══ Data for this task ══

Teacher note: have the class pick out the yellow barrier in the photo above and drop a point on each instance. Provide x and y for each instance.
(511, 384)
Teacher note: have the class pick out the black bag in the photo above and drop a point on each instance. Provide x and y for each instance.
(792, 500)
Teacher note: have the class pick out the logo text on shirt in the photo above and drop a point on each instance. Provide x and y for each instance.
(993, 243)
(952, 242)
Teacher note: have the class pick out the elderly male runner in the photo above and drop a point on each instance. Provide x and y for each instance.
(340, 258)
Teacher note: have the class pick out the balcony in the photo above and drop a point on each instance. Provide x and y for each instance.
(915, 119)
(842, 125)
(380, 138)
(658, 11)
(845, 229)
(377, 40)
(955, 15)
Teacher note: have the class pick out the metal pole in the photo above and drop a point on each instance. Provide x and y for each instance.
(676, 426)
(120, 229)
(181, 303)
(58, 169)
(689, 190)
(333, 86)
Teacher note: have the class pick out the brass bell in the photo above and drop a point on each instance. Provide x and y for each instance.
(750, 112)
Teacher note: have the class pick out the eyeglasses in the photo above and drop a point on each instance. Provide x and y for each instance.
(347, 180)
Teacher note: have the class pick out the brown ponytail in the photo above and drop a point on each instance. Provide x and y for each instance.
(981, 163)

═══
══ Data for this task ══

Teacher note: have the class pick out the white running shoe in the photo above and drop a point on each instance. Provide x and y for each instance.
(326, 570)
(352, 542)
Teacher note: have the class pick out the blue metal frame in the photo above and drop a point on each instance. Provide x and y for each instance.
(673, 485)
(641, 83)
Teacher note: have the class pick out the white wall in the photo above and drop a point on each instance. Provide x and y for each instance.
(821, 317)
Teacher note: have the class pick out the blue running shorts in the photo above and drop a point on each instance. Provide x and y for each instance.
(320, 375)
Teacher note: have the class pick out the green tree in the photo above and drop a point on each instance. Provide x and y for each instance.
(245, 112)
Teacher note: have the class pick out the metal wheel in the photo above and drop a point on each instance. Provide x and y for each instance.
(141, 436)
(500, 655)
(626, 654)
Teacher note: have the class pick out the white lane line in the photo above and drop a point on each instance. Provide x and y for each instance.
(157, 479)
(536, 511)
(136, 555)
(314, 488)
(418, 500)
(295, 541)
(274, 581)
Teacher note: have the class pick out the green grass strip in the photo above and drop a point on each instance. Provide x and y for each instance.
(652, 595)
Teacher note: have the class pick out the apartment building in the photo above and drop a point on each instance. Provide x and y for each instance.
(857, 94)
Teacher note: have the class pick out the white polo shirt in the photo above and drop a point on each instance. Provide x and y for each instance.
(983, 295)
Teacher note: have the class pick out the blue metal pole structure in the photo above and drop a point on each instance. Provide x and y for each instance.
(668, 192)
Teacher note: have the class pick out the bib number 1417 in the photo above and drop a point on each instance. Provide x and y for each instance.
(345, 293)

═══
══ Data for this task ══

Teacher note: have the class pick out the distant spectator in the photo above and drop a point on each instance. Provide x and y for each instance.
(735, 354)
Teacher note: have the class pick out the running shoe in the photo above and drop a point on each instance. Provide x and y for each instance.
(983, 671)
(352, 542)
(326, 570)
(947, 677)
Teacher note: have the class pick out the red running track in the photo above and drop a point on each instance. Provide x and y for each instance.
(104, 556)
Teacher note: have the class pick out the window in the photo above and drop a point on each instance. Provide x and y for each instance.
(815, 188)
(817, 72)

═══

Work to complete
Which lines in the items above contain the word "green"? List each of those lines in full.

Worked answer
Teacher note: have the class pick out the green tree in the photo above and drop a point on each instance. Provide x and y for each instance.
Teacher note: have the class pick out the green grass strip in the photo above and drop a point on each instance. Provide x and y for each instance.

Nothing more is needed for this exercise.